» SCOPO DEL COMPITO:
Estrai dal brano sul Sinodo e la famiglia il passo che va da "Secondo l’arcivescovo di" fino a "di buoni propositi." incluso, copiandolo parola per parola.

Secondo l’arcivescovo di Cheti-Vasto, mons.Bruno Forte, segretario speciale del Sinodo e teologo tra più ascoltati gli obiettivi sono due: tornare ad annunciare il Vangelo della famiglia e mostrare nei confronti delle famiglie ferite un’accoglienza non più intessuta soltanto di buoni propositi.

SCUOLA DI UMANITA’

«Innanzi tutto – spiega ad Avvenire (21 settembre) – mi sembra opportuno ricordare le aspettative che il Papa ripone in questo Sinodo. In un momento storico in cui la famiglia è spesso in crisi per diversi motivi e in cui spesso si preferisce la semplice convivenza al matrimonio, Francesco desidera che si torni ad annunciare nella sua pienezza e nella sua verità il Vangelo della famiglia e del matrimonio, si torni a spiegare che la famiglia è scuola di umanità, di socializzazione, di ecclesialità. In secondo luogo c’è l’esigenza di esprimere alle famiglie ferite e alle persone impegnate in un nuovo vincolo la misericordia che Dio ha per ciascuna di loro».

INTEGRARE I DIVORZIATI RISPOSATI

Sul fronte dei divorziati risposati, però, nessuna decisione frettolosa: «Accoglienza e di attenzione non portano necessariamente alla riammissione al sacramento dell’Eucaristia. La prima necessità è quella di integrare nuovamente queste persone nella comunità. Sull’eventuale riammissione all’Eucaristia il Sinodo farà le sue proposte e, in ultima istanza, spetterà al Papa decidere».

L’APERTURA AL PENTIMENTO

Il primo punto «su cui tutti convergono», evidenzia Forte, «è la necessità della presa di coscienza da parte della persona degli errori commessi e l’apertura del cuore al pentimento. Non si tratta di una scorciatoia. La presa di coscienza riguarda la consapevolezza di aver fallito rispetto al disegno di Dio. Il pentimento schiude al cambiamento interiore»

LA “DIREZIONE” DI UNA CONVIVENZA

Allo stesso modo sui conviventi bisogna ragionare su quegli strumenti che li possano indirizzare più agevolmente verso il matrimonio. «I criteri di simpatia verso i conviventi sono dettati dalla presenza nella loro unione del desiderio di fedeltà, stabilità, apertura alla vita. E quando si coglie che questo desiderio possa essere coronato dal sacramento del matrimonio».

CONVIVENZA DOPO MATRIMONIO FALLITO

Altro caso è quello di una convivenza dopo un matrimonio fallito. «Quando c’è una convivenza irreversibile, soprattutto con la presenza di figli nati dalla nuova unione, tornare indietro vorrebbe dire venire meno agli impegni presi. E questi impegni comportano doveri morali che vanno ottemperati in spirito di obbedienza alla volontà di Dio che chiede fedeltà a questa nuova unione. Quando esistono questi presupposti, allora si può considerare un’integrazione sempre più profonda alla vita della comunità cristiana. Fino a che punto? Toccherà al Sinodo proporre e al Papa decidere».

UNA CORRETTA “VIA PENITENZIALE”

(Righe di annotazione per il rilevamento)
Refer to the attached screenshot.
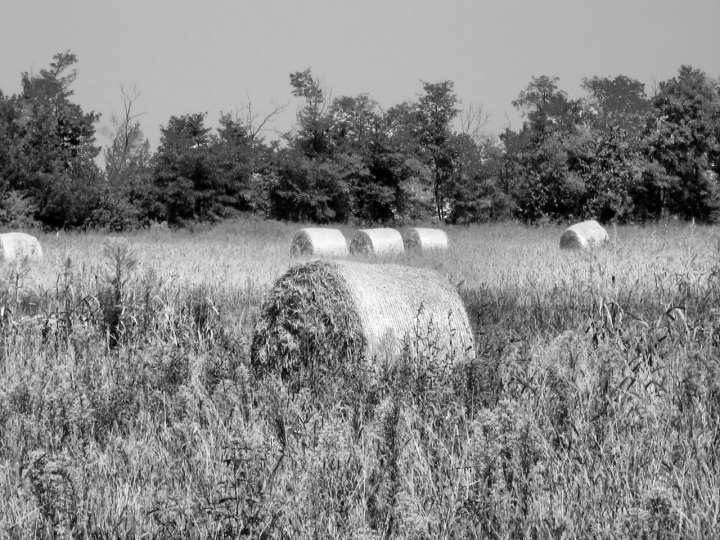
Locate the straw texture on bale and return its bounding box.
[0,233,42,261]
[403,228,448,251]
[560,220,608,249]
[350,229,405,255]
[251,260,474,375]
[290,228,347,256]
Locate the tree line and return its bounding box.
[0,51,720,230]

» RISPOSTA AL COMPITO:
Secondo l’arcivescovo di Cheti-Vasto, mons.Bruno Forte, segretario speciale del Sinodo e teologo tra più ascoltati gli obiettivi sono due: tornare ad annunciare il Vangelo della famiglia e mostrare nei confronti delle famiglie ferite un’accoglienza non più intessuta soltanto di buoni propositi.